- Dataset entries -
--------------------

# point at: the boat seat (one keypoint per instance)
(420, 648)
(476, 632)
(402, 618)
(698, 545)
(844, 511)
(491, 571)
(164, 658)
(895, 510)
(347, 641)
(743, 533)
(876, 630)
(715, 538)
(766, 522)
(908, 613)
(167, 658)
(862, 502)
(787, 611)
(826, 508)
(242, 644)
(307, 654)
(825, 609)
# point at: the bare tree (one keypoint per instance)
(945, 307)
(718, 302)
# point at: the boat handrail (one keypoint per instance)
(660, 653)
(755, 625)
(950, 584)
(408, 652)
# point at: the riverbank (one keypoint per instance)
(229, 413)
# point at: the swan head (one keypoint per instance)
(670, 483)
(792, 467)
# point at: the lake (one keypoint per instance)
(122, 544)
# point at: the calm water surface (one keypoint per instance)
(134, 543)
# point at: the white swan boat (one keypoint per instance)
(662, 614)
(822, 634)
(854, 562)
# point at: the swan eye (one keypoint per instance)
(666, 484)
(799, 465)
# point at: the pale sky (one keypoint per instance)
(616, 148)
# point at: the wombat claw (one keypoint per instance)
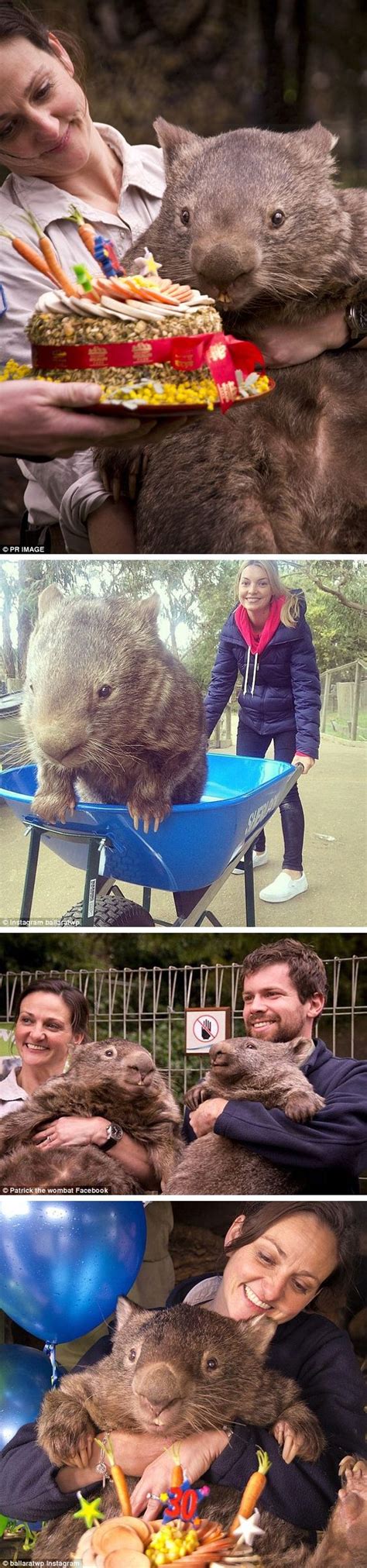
(52, 810)
(146, 819)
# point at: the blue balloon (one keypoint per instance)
(65, 1263)
(26, 1376)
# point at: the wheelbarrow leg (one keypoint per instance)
(187, 900)
(250, 888)
(30, 875)
(91, 882)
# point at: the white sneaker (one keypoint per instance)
(259, 858)
(284, 888)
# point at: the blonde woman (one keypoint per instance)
(269, 643)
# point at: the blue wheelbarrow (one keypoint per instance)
(192, 854)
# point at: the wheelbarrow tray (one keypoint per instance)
(192, 847)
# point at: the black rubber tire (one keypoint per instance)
(110, 910)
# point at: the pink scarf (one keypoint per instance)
(249, 632)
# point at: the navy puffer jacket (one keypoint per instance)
(283, 687)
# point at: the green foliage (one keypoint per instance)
(197, 598)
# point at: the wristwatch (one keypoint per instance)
(113, 1133)
(356, 320)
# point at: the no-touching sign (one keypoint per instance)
(206, 1026)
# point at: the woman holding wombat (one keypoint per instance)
(269, 643)
(57, 159)
(50, 1020)
(278, 1261)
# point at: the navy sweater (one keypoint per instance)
(286, 687)
(314, 1352)
(330, 1151)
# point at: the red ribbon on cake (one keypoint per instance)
(220, 353)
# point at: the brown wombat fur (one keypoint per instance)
(159, 1377)
(247, 1070)
(108, 706)
(113, 1079)
(289, 469)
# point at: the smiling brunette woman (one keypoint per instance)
(281, 1258)
(269, 643)
(50, 1020)
(58, 157)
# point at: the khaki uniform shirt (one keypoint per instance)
(68, 490)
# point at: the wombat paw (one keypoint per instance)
(352, 1467)
(53, 808)
(195, 1096)
(301, 1104)
(140, 811)
(308, 1433)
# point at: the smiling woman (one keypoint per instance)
(50, 1020)
(60, 159)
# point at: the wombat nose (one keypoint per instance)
(218, 1056)
(157, 1387)
(221, 264)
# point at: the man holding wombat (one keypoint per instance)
(284, 992)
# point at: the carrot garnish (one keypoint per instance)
(52, 260)
(253, 1490)
(29, 253)
(116, 1476)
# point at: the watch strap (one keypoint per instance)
(356, 320)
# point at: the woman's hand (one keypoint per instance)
(307, 762)
(289, 1442)
(195, 1456)
(73, 1130)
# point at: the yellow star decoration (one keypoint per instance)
(90, 1512)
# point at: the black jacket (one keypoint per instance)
(280, 692)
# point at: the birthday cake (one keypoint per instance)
(145, 339)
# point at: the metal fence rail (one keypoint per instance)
(148, 1004)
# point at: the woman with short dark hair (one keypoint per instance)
(50, 1020)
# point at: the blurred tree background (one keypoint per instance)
(197, 598)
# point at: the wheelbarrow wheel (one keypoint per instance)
(110, 910)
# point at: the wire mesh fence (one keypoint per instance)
(344, 701)
(148, 1006)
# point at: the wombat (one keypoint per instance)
(245, 1070)
(344, 1543)
(108, 706)
(255, 220)
(171, 1370)
(113, 1079)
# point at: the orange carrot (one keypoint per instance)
(85, 229)
(52, 260)
(253, 1490)
(27, 251)
(121, 1488)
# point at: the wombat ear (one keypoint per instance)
(258, 1335)
(176, 142)
(47, 600)
(126, 1312)
(301, 1050)
(146, 612)
(317, 140)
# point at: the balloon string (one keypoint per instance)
(49, 1350)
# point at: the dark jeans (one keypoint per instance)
(250, 744)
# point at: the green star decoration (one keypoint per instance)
(90, 1512)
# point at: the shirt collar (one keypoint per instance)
(142, 168)
(10, 1088)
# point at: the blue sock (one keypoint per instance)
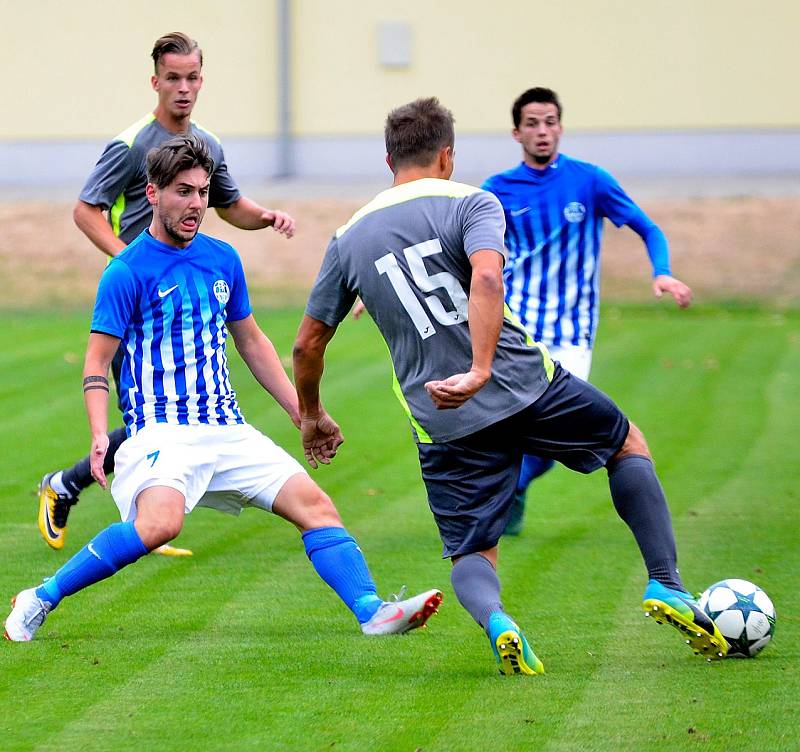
(340, 563)
(110, 550)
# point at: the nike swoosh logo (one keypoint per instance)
(398, 614)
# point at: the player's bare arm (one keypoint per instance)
(320, 433)
(679, 291)
(99, 354)
(485, 321)
(92, 223)
(248, 215)
(262, 359)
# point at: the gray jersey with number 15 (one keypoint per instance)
(406, 253)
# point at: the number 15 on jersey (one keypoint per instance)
(426, 283)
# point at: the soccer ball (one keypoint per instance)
(744, 614)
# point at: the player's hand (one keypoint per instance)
(681, 292)
(455, 390)
(280, 222)
(358, 309)
(321, 438)
(97, 456)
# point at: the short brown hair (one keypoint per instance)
(538, 94)
(174, 156)
(176, 42)
(415, 132)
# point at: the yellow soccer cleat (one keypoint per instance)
(511, 649)
(167, 550)
(53, 512)
(680, 609)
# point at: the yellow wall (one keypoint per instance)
(81, 69)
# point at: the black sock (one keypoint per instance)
(640, 502)
(477, 587)
(79, 476)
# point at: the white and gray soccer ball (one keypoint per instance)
(744, 614)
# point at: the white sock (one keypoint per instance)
(57, 484)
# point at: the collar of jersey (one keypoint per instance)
(398, 194)
(539, 176)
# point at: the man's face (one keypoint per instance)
(178, 208)
(539, 132)
(177, 83)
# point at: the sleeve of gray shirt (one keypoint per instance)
(223, 190)
(484, 224)
(330, 298)
(114, 170)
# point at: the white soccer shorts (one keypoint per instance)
(577, 360)
(223, 467)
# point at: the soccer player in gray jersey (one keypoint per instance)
(113, 209)
(426, 257)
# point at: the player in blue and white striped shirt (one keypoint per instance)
(170, 298)
(554, 207)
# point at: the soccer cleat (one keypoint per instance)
(167, 550)
(53, 512)
(516, 518)
(398, 617)
(510, 647)
(680, 609)
(26, 617)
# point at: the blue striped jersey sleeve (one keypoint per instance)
(238, 306)
(612, 199)
(115, 301)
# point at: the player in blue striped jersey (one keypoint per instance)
(554, 207)
(117, 186)
(170, 299)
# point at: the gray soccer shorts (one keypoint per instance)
(471, 481)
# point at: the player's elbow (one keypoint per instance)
(487, 282)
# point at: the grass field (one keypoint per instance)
(243, 648)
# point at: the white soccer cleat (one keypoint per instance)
(397, 617)
(26, 617)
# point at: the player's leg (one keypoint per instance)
(340, 563)
(274, 481)
(470, 484)
(640, 502)
(578, 425)
(59, 492)
(578, 361)
(159, 519)
(477, 587)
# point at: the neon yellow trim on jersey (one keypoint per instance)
(422, 188)
(115, 213)
(422, 434)
(128, 136)
(210, 133)
(547, 361)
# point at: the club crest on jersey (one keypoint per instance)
(574, 211)
(221, 291)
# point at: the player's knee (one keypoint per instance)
(635, 443)
(319, 510)
(303, 503)
(156, 532)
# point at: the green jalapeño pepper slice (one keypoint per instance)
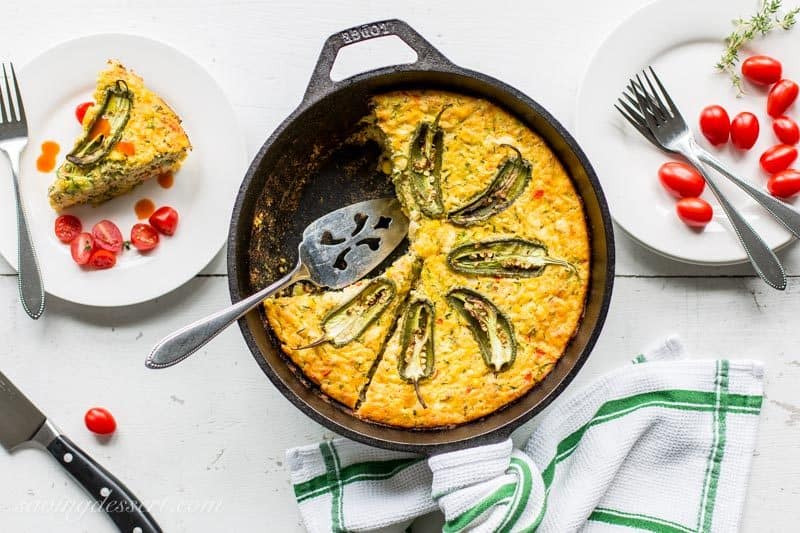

--------------------

- Work item -
Copy the lines from the line that contains "# point at: the player's leg" through the end of the records, exactly and with nothing added; leave the pictures out.

- Solution to this problem -
# point at: the player's leg (one keypoint per instance)
(340, 563)
(274, 481)
(470, 484)
(640, 502)
(578, 425)
(59, 492)
(578, 361)
(159, 519)
(477, 587)
# point at: the neon yellow trim on jersey (one keypoint per instance)
(422, 188)
(115, 213)
(422, 434)
(128, 136)
(210, 133)
(547, 361)
# point at: the club crest on jersey (one keypoint per instance)
(574, 211)
(221, 291)
# point at: the player's knee (one keypoint per instance)
(635, 443)
(319, 510)
(303, 503)
(156, 532)
# point at: the green jalapeño pepper slice (one keypoint per instance)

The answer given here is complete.